STATED GOAL: Reproduce the items verbatim, starting at the line containing "Target: shirt cuff" and ending at the line containing "(1006, 375)", with both of those lines included.

Source records
----------
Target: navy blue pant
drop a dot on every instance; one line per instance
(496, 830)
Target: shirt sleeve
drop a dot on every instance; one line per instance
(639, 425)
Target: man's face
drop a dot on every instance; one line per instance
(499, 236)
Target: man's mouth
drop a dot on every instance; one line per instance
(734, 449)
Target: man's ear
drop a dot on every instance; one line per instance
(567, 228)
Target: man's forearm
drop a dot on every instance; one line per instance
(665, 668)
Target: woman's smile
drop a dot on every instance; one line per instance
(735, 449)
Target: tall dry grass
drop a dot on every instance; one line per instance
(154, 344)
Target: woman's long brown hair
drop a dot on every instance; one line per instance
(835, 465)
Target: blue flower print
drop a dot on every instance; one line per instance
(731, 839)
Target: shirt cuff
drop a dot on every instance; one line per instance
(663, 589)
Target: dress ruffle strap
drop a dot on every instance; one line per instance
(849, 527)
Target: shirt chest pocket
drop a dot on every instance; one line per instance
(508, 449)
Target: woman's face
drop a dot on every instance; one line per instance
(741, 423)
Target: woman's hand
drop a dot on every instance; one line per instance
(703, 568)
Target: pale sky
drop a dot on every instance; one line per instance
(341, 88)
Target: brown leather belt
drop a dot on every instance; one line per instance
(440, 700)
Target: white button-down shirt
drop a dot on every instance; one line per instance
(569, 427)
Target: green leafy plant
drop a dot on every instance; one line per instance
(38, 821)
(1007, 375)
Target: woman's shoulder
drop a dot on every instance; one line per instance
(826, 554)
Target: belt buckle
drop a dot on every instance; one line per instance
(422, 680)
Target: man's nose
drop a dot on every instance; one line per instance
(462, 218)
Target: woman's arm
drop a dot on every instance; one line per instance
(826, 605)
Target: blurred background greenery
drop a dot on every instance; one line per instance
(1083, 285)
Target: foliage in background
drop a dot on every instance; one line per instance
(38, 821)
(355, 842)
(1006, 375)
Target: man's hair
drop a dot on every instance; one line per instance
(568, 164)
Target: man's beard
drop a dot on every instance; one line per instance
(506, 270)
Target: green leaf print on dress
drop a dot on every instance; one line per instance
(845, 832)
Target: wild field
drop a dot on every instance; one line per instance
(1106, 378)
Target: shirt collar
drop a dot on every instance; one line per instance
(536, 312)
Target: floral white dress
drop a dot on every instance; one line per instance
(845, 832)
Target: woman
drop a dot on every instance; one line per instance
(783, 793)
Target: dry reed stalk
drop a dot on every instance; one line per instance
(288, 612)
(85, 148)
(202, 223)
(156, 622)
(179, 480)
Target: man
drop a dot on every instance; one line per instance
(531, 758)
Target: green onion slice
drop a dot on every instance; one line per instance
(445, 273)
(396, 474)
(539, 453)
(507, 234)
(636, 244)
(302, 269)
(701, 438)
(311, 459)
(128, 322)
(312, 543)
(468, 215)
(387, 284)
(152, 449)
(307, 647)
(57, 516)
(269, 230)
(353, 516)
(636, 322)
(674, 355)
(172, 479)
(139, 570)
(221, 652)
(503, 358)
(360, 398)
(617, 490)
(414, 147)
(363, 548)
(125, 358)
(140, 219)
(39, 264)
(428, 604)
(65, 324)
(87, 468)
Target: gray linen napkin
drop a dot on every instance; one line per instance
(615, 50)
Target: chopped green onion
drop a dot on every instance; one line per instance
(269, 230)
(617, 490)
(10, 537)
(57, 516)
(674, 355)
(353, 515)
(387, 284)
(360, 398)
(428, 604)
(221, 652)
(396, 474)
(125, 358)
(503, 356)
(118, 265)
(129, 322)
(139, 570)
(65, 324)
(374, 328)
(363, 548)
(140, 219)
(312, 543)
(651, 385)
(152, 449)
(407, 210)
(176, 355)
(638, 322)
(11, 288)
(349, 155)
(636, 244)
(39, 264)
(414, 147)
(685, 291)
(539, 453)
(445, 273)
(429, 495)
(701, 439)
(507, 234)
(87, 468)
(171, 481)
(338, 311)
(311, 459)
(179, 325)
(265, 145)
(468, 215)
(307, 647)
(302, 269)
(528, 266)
----------
REPLY TO THE EXERCISE:
Target: shirt cuff
drop a dot on every instance; one line per instance
(663, 589)
Target: dress ruffle strap
drop a dot on every instance; one line per instance
(849, 527)
Target: shirt chest pocket
drop a dot on every instance; one line per instance
(508, 449)
Target: woman's face
drop a dot on every instance; one line per instance
(741, 423)
Target: woman's hand
drop a dot on every instance; one line per instance
(703, 568)
Target: pale sky
drop a dot on every instance; one line per instance
(341, 88)
Target: brown leather belt
drop a dot on every instance; one line per instance
(440, 700)
Target: white button-down shirt
drop a dot on every instance; one line per instance
(569, 427)
Target: green leafy plant
drop a dot on every instance; one line per instance
(38, 821)
(1007, 375)
Target: woman's shoulder
drop a dot on every instance; one line per instance
(826, 554)
Target: belt buckle
drop a dot on every instance; one line per instance
(422, 680)
Target: man's nose
drop a dot on every instance; one line per instance
(462, 218)
Target: woman's arm
drop a dot on every instance; one line per instance
(826, 605)
Target: blurred background greenery
drop a dot on every instance; one line per instance
(1083, 285)
Target: foliage in background
drop a dot on every instance; one line per instance
(38, 821)
(355, 842)
(1006, 375)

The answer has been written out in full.